» AVAILABLE RECORDS
>> Start
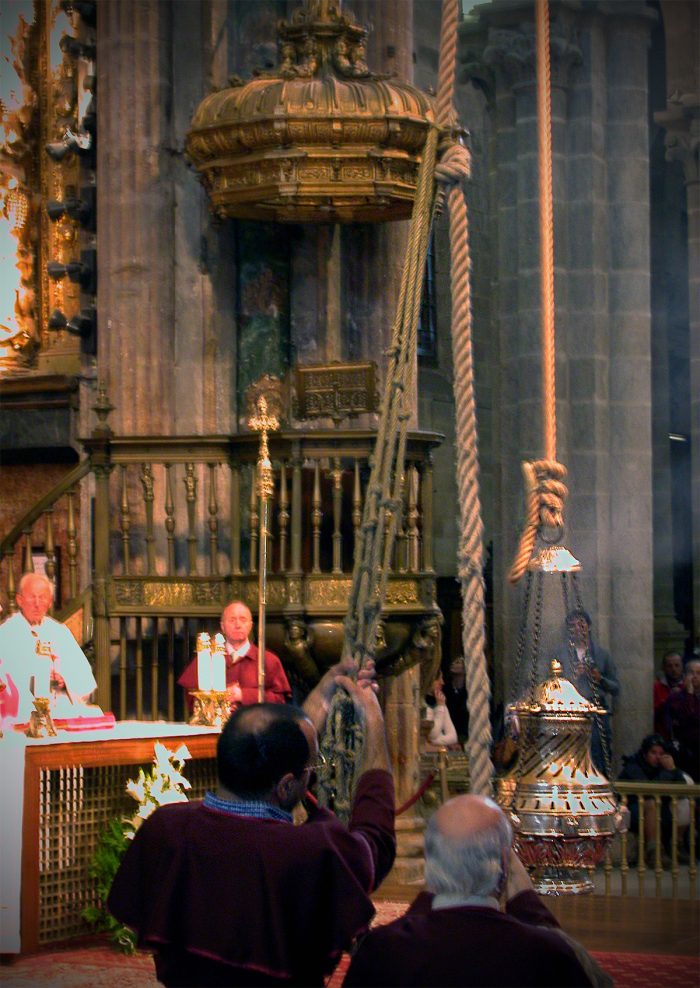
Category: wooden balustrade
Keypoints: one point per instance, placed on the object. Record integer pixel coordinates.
(625, 871)
(176, 535)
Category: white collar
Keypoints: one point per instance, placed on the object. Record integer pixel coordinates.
(240, 652)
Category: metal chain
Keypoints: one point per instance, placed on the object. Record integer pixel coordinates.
(599, 720)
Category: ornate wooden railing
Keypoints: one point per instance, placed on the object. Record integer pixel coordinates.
(158, 533)
(626, 869)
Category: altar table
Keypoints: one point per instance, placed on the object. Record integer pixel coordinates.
(58, 796)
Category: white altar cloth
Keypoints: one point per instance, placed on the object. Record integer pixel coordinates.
(12, 754)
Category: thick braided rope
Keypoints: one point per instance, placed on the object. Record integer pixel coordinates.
(544, 147)
(453, 172)
(545, 494)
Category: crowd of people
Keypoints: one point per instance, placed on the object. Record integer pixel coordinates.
(285, 900)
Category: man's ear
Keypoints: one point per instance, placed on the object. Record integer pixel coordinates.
(284, 790)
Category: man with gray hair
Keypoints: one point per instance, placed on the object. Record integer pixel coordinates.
(35, 649)
(481, 923)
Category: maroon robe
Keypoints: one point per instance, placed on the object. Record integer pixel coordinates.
(244, 672)
(229, 900)
(468, 945)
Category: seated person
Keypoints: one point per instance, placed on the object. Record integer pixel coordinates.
(242, 662)
(67, 672)
(456, 698)
(480, 923)
(670, 681)
(442, 733)
(228, 891)
(654, 763)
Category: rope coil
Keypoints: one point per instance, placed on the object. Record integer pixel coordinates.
(545, 494)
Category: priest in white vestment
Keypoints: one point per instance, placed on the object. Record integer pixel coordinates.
(22, 668)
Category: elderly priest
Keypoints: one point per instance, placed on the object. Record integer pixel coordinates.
(229, 891)
(40, 657)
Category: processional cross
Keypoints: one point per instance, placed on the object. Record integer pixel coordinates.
(263, 423)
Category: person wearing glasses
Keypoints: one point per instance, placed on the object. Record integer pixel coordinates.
(40, 657)
(228, 891)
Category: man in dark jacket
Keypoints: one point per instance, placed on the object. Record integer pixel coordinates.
(229, 891)
(653, 763)
(459, 935)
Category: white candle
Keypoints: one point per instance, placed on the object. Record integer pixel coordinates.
(204, 684)
(42, 670)
(218, 664)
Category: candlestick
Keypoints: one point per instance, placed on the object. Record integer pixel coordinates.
(204, 664)
(42, 675)
(218, 664)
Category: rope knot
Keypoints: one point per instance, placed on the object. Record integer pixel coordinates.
(454, 167)
(545, 494)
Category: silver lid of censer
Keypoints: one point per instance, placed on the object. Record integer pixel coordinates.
(563, 809)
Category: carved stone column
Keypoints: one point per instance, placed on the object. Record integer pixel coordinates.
(603, 318)
(402, 713)
(164, 273)
(682, 122)
(375, 253)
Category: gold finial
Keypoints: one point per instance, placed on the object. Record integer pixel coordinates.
(102, 409)
(264, 423)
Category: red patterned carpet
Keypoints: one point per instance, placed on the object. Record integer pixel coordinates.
(93, 965)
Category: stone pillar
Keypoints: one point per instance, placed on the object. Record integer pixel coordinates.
(602, 297)
(381, 246)
(164, 303)
(503, 58)
(681, 119)
(682, 123)
(629, 308)
(135, 214)
(402, 712)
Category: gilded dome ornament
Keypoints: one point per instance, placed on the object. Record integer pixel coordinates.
(319, 138)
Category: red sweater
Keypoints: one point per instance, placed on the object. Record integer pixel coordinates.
(229, 900)
(245, 673)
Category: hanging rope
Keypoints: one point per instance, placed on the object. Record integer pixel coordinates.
(383, 498)
(544, 491)
(453, 173)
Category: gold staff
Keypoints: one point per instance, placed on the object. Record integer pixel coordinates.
(263, 423)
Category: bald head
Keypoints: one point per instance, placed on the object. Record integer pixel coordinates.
(467, 846)
(465, 816)
(34, 597)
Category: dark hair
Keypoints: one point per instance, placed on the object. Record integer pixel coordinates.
(651, 741)
(258, 745)
(578, 612)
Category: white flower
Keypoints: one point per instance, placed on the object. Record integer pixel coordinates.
(182, 754)
(172, 796)
(137, 788)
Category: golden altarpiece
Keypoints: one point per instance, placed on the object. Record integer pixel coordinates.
(148, 537)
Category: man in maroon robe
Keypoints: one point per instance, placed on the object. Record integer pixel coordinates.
(242, 662)
(229, 891)
(458, 935)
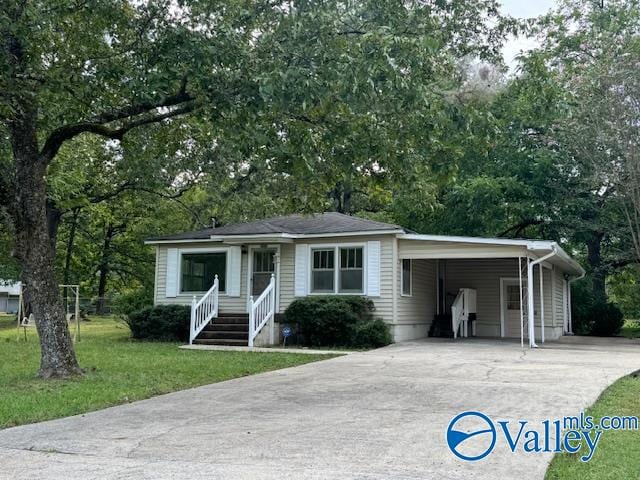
>> End
» WORK REQUIRED
Copy out each line of the items above that contains the word "dark".

» ANSWER TO THIS PROBLEM
Category: man in dark jacket
Category: dark hair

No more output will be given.